Updated: March 17, 2016 10:08 AM GMT
Children play at St. John Church in Samenage in Indonesia's Papua province. A church foundation has teamed with the government to provide healthcare to the remote village. (Photo by Flori Geong)
When nurse Geno Wetipo first visited Samenage in Indonesia's Papua province in December 2013, she recalled seeing thin-limbed children with distended bellies.
She arrived in an area in the throes of a health calamity — some 60 people, mostly children, had died during the preceding months. Wetipo says the deaths were not due to a mysterious plague or an outbreak of illness, but simply to the lack of availability to adequate healthcare.
The lack of access to medical care continues to plague the region, she said, as evidenced by 43 preventable deaths in nearby Nduga district late last year. The area, comprised of several small villages has a population of about 5,000 people.
"When I came here for the first time, almost all the children had bloated tummies. When I diagnosed them, they had parasitic worms inside their stomachs," says Wetipo. On that first trip, she traveled only with basic medicines such as penicillin and other antibiotics.
A spate of 12 deaths in Samenage late last year along with the Nduga deaths renewed fears that a greater tragedy in the region was looming, she told ucanews.com. A dearth of medical workers and limited healthcare facilities remain a major concern here and in other remote areas of Papua, she says.
Wetipo, based at a hospital in Wamena, continually visits the area with a team of medical practitioners sponsored by the Lotus Heart of Papua Foundation, which was founded by Father John Djonga, a noted human rights activist in the region.
While the foundation's primary mission is to promote justice and peace, it also provides medical funding to assist people who otherwise would have little-to-no access to healthcare.
In 2013, most of the children died from parasitic diseases, Wetipo said. Children rarely bathed; there was no soap available for bathing and hand washing, she recalls. But on her most recent visit in February, "I could hardly find a child with such a condition," she says.
Naomi Kwambre, 28, a foundation staffer, says a team of people from Christ the Redeemer Church in Hepuba do their best to monitor and provide healthcare to the people in Samenage, but can only visit the region twice a year due to the high cost of travel.

# # # # # # #

▶ [WORK TASK 1] In the article on healthcare in Samenage, give the passage starting with "She arrived in" and going on through "to adequate healthcare." again, with "calamity" swapped for "crisis".
▶ [WORK TASK 2]
Answer these questions from the article on healthcare in Samenage:
(a) In what month and year did Geno Wetipo first visit Samenage?
(b) Who founded the Lotus Heart of Papua Foundation?
(c) How often can the team from Christ the Redeemer Church in Hepuba visit Samenage?
▶ [WORK TASK 3] Continue the article on healthcare in Samenage from its last sentence.

▶ [ENTRIES PROVIDED]
# # # # # # #

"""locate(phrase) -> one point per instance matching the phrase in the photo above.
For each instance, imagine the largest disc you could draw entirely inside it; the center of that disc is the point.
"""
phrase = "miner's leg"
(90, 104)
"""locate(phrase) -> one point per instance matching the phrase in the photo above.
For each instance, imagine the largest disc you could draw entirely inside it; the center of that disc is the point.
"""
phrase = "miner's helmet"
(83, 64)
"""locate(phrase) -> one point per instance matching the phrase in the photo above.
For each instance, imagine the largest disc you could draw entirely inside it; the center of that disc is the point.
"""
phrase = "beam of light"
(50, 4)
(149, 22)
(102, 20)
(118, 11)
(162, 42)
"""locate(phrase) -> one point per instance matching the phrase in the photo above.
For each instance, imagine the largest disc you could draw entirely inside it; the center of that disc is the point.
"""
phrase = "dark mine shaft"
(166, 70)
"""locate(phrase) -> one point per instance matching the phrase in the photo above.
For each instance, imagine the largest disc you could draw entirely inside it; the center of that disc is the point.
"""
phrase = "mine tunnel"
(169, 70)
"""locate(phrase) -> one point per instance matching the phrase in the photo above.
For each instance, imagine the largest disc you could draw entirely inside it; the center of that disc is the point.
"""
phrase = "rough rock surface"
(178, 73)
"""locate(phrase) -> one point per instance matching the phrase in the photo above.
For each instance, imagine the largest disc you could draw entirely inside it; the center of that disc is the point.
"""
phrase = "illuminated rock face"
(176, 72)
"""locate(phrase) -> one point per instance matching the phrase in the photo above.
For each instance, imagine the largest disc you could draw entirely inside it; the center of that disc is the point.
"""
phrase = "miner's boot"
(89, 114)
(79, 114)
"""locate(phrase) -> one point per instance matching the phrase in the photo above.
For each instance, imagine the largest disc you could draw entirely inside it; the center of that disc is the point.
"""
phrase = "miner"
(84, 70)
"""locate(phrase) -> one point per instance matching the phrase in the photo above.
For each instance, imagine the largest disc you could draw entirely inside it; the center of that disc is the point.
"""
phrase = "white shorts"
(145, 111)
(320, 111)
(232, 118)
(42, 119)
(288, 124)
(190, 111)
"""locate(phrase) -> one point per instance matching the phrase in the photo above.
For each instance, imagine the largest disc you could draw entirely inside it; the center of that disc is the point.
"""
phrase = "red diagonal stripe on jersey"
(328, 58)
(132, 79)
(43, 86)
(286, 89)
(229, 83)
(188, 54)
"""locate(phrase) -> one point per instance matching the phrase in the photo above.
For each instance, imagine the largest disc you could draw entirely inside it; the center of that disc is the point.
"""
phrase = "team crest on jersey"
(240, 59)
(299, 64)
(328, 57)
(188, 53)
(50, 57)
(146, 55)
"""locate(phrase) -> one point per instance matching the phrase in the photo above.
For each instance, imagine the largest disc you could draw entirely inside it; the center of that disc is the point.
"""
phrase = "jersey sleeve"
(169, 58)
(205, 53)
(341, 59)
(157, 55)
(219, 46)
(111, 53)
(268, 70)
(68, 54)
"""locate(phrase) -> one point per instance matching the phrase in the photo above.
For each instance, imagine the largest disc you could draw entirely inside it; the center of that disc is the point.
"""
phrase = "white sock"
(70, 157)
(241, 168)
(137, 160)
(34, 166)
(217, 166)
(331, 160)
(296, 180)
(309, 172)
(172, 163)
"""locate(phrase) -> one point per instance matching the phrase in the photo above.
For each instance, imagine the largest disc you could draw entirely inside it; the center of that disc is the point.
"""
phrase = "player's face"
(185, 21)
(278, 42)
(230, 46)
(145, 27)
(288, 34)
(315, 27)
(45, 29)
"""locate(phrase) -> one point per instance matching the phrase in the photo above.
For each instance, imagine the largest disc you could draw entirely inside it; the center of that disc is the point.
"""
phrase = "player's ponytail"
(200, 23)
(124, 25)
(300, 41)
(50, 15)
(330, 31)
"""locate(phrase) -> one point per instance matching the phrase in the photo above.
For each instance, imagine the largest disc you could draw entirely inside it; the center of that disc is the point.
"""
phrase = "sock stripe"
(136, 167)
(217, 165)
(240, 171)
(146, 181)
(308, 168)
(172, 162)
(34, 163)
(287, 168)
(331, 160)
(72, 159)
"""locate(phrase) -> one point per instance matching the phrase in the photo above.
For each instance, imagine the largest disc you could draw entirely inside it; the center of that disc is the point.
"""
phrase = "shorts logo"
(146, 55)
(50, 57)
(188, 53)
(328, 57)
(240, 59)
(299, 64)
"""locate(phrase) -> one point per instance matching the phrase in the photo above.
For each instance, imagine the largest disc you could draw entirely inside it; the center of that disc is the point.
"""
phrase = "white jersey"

# # # # # # #

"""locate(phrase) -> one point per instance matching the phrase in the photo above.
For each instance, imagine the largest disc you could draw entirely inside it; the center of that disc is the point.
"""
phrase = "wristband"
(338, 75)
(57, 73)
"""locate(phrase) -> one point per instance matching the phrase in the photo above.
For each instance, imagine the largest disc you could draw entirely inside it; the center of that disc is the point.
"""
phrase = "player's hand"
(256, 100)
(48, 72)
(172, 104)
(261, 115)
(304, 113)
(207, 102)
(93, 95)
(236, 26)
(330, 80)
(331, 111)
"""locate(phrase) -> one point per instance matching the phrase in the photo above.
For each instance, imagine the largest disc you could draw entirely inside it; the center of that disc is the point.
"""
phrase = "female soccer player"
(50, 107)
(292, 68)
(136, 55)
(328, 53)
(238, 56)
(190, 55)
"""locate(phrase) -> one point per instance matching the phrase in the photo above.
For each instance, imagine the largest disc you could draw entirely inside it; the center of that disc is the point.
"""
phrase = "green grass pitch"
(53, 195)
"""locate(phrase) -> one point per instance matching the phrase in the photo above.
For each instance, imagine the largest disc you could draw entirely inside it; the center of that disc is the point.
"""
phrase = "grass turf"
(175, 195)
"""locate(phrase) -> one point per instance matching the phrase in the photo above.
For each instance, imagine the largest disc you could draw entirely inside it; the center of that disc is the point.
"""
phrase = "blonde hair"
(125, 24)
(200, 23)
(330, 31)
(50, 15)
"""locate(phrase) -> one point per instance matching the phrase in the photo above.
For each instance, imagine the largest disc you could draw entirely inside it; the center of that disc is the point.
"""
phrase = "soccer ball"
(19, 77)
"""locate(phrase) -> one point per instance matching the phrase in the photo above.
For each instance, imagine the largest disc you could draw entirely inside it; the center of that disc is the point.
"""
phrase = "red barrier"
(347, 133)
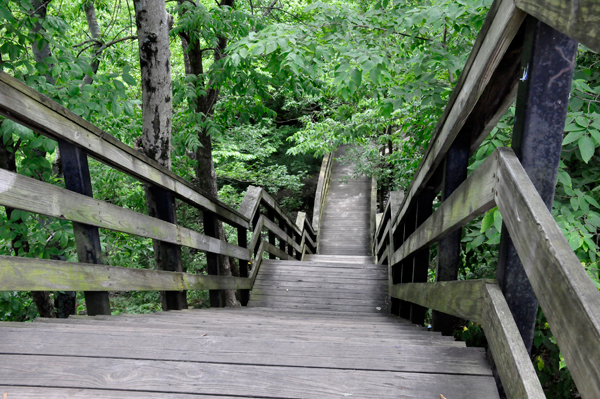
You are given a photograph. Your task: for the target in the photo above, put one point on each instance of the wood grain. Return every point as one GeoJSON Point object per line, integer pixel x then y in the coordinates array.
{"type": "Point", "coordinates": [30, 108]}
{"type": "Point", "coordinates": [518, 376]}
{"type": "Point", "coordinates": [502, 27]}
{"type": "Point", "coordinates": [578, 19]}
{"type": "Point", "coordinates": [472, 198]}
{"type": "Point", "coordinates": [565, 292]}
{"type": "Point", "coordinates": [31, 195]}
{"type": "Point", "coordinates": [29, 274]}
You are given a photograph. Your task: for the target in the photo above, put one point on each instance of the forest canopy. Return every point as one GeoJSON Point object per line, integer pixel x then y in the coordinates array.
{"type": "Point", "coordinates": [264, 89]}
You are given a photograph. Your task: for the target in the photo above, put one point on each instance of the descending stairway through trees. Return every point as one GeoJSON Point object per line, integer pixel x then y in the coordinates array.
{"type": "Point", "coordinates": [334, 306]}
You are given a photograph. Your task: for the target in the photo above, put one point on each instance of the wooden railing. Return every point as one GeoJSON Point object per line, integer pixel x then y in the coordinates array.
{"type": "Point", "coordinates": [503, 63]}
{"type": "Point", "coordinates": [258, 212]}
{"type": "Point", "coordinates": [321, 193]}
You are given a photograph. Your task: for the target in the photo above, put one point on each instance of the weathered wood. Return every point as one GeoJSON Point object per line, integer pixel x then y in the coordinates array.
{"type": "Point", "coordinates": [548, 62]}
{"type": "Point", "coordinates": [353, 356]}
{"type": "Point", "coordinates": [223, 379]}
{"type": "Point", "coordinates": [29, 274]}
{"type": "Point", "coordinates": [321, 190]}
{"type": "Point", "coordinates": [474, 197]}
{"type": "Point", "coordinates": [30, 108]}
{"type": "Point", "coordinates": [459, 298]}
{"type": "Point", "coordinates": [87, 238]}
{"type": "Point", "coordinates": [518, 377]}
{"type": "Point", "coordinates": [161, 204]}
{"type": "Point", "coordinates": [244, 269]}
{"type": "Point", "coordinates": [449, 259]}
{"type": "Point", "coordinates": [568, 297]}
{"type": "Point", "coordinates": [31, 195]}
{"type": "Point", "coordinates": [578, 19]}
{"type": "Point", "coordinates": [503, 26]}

# # # # # # #

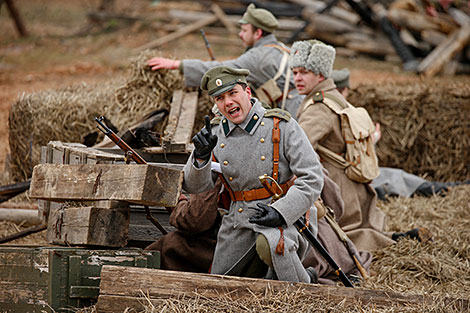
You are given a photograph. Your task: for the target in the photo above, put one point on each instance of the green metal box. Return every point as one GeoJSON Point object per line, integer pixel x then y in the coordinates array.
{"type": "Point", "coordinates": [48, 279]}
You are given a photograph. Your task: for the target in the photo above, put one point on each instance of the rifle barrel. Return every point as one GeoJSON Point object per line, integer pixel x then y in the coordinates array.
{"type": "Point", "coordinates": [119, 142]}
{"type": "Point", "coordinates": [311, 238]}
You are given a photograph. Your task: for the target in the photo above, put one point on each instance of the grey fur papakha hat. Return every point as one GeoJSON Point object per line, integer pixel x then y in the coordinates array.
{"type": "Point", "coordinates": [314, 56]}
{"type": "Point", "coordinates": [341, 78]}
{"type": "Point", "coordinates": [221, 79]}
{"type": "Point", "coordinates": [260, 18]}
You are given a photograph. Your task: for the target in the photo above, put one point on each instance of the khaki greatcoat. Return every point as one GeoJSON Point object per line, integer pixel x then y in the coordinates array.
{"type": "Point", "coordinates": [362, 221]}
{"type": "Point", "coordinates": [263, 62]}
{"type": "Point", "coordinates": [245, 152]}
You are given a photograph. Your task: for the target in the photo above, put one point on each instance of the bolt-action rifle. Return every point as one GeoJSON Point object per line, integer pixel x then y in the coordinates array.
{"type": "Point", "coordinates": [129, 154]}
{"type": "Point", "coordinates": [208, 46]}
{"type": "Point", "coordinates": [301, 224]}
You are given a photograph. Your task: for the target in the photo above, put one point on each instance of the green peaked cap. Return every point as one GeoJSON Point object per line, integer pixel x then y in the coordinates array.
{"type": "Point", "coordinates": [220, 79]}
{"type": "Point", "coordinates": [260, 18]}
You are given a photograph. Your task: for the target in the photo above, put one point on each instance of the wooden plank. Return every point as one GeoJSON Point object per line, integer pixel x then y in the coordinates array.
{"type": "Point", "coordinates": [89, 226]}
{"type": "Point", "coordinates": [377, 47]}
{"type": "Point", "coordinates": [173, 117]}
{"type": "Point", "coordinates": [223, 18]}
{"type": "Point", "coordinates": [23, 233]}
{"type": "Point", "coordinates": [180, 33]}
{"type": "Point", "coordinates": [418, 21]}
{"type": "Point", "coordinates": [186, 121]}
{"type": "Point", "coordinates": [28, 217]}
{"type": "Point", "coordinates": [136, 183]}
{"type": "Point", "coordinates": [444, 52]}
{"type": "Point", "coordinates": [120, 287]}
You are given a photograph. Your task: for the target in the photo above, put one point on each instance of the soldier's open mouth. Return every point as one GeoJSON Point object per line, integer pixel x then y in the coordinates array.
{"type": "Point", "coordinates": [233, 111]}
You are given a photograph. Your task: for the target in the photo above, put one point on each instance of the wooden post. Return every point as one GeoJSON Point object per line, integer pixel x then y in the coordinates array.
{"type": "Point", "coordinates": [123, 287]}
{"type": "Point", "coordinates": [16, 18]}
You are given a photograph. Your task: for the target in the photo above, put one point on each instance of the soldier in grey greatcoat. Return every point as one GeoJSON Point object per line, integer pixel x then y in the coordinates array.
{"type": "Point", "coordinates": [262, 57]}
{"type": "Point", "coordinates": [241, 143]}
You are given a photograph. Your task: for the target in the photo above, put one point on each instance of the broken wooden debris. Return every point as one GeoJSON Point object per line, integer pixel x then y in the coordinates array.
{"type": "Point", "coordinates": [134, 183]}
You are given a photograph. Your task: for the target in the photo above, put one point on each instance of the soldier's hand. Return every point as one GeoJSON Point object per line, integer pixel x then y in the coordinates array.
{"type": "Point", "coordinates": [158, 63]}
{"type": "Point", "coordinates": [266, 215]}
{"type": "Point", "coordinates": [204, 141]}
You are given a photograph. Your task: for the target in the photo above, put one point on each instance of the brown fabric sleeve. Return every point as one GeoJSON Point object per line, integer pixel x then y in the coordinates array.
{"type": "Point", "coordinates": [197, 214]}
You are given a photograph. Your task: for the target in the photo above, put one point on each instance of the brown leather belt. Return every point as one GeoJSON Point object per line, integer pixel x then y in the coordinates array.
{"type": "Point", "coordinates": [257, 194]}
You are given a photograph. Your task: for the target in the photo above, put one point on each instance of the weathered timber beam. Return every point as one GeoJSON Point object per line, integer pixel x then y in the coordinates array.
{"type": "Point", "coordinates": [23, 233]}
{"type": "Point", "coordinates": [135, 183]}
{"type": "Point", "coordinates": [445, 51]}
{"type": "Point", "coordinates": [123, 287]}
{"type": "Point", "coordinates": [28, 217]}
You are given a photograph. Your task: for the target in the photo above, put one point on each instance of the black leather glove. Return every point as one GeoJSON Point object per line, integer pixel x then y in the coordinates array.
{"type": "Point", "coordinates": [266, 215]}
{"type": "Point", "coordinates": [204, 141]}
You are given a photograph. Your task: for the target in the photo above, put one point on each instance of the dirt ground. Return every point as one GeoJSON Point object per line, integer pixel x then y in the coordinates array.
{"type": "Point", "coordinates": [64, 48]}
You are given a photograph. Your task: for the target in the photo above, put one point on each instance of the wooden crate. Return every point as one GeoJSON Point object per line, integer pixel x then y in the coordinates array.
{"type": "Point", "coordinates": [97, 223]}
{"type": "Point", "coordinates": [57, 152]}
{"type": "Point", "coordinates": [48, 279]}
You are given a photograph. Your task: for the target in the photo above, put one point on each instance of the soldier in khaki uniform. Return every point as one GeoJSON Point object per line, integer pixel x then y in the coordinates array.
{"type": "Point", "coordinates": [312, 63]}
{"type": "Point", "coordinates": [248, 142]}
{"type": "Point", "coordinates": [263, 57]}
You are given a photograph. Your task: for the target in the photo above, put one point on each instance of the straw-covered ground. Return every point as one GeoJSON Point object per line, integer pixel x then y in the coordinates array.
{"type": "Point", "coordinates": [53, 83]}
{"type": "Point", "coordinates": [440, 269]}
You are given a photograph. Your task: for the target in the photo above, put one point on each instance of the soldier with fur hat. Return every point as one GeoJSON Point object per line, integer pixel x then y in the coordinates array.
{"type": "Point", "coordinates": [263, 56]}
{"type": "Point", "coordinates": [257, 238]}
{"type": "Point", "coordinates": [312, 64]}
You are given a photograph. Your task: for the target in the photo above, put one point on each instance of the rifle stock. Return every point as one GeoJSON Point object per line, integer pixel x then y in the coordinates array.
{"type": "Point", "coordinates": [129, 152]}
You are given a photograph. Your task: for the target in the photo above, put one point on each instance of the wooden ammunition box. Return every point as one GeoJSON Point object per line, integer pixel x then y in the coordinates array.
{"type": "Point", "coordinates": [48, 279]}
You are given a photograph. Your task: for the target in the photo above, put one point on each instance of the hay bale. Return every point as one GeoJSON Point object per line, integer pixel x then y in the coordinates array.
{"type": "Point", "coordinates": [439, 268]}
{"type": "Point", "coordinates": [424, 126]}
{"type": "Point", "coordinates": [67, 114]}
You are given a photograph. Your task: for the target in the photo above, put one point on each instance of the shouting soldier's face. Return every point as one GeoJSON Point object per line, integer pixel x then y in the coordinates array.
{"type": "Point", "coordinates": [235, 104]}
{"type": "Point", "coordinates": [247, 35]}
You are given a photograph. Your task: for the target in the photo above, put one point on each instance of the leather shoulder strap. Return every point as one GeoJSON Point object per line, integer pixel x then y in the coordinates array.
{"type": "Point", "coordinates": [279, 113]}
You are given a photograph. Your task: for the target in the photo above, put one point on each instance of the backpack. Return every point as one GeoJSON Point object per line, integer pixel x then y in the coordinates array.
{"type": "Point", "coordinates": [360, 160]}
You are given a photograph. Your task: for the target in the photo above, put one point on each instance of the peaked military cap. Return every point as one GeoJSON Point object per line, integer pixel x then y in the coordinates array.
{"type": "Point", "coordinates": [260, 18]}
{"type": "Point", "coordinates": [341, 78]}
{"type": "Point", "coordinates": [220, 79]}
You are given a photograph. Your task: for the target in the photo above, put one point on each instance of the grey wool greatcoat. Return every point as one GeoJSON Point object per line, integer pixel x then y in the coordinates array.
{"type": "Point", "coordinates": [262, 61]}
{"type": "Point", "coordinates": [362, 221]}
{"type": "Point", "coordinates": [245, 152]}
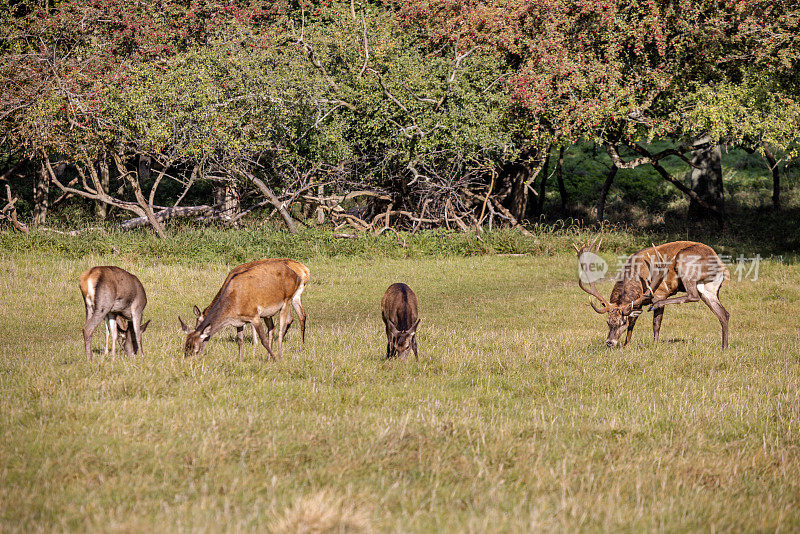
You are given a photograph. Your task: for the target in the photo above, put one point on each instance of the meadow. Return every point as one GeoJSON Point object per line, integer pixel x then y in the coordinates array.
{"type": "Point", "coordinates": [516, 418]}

# # # # # # #

▶ [FINAL ANSWER 1]
She arrived in an area in the throes of a health crisis — some 60 people, mostly children, had died during the preceding months. Wetipo says the deaths were not due to a mysterious plague or an outbreak of illness, but simply to the lack of availability to adequate healthcare.

▶ [FINAL ANSWER 2]
(a) December 2013
(b) Father John Djonga
(c) Twice a year

▶ [FINAL ANSWER 3]
In order to reach the area, their team of seven people needs to charter a small plane for a 12-minute flight at a cost of US$1,500, she says.
The mortality rate in the area remains high because of the lack of access to medical care, she says.
Naomi Kwambre (white shirt) and Geno Wetipo, (blue shirt), volunteers with the church-run Lotus Heart of Papua Foundation, with children of Samenage village in Papua's district of Yahukimo. (Photo by Flori Geong)
"Our people here die without any health services," says Emanuel Esema, a tribal leader in Haleroma village in Samenage. Villagers often go years without seeing a doctor or medical practitioner, he said.
Naftali Yogi, head of Papua's social welfare agency of Papua province, said the government has started a cooperative program with local churches this year to help bridge the region's healthcare gap. Funding is being provided to church-run organizations to provide medical care to those most in need.
Funding also is being provided for community healthcare education, Yogi says.
"We lack not only health service, but also education," says Esema. For many years, the local elementary school did not have a single teacher.
But in June last year the school began regular activities after the local authorities appointed a new principal, who with the help of two volunteers, started a school from scratch, albeit with limited faiclities.
Wetipo says she and the other healthcare volunteers also teach children on healthy living and basic hygiene.
"I teach the children to bathe using soap," she said.